**Short problem**
Format the rows below as a JSON list of strings, with one string for each line and no blank lines. Omit the pictures from the result.

start Excerpted records

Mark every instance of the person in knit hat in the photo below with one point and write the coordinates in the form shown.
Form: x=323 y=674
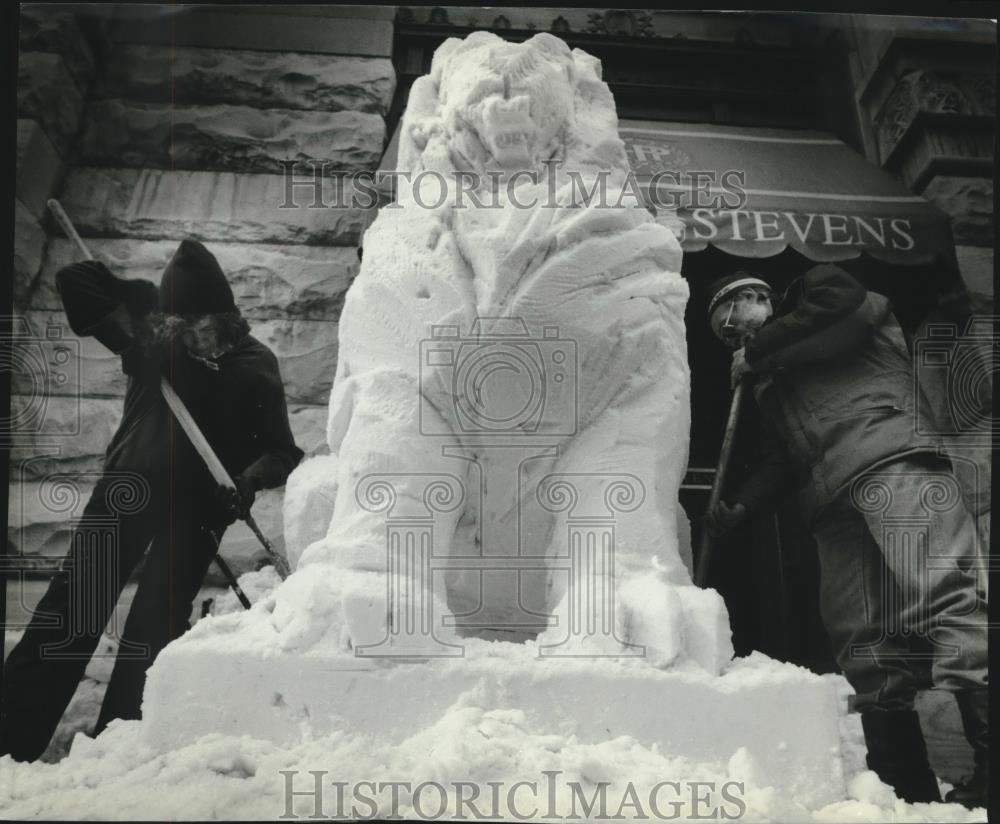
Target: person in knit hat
x=832 y=377
x=155 y=500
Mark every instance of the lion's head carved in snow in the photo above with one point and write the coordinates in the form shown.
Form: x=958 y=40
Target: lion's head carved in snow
x=489 y=104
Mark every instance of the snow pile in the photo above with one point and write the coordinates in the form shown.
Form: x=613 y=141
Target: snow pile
x=120 y=776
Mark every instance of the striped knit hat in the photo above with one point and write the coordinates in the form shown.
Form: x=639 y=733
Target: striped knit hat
x=724 y=287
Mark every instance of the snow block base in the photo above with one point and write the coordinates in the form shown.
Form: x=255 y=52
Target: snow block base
x=785 y=718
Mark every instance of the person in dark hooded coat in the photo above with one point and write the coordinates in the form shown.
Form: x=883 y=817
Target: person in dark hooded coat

end Excerpted records

**The output**
[
  "Mark every instance of the person in knit hat in the photo below with one point and write the coordinates in the form shown.",
  "Form: x=323 y=674",
  "Target: person in knit hat",
  "x=832 y=377",
  "x=155 y=500",
  "Mark every instance of the lion's head carved in snow in the photo above with one point and write the coordinates in the form shown.",
  "Form: x=958 y=40",
  "Target: lion's head carved in snow",
  "x=489 y=104",
  "Mark every instance of the snow pile in the photo above with one point and write the coordinates in the form shown.",
  "Form: x=613 y=141",
  "Target: snow pile",
  "x=120 y=776",
  "Mark every instance of the striped knit hat in the photo above with one point and write the coordinates in the form shown.",
  "Form: x=639 y=733",
  "Target: striped knit hat",
  "x=724 y=287",
  "Mark every instance of the snow block base in the photo above with one point and write the coordinates in the form shown.",
  "Form: x=255 y=52",
  "Target: snow block base",
  "x=785 y=718",
  "Mark every instance of the person in dark hooded coat in the photo above with one point and write the coordinates in the form shown.",
  "Form: x=883 y=817",
  "Target: person in dark hooded coat"
]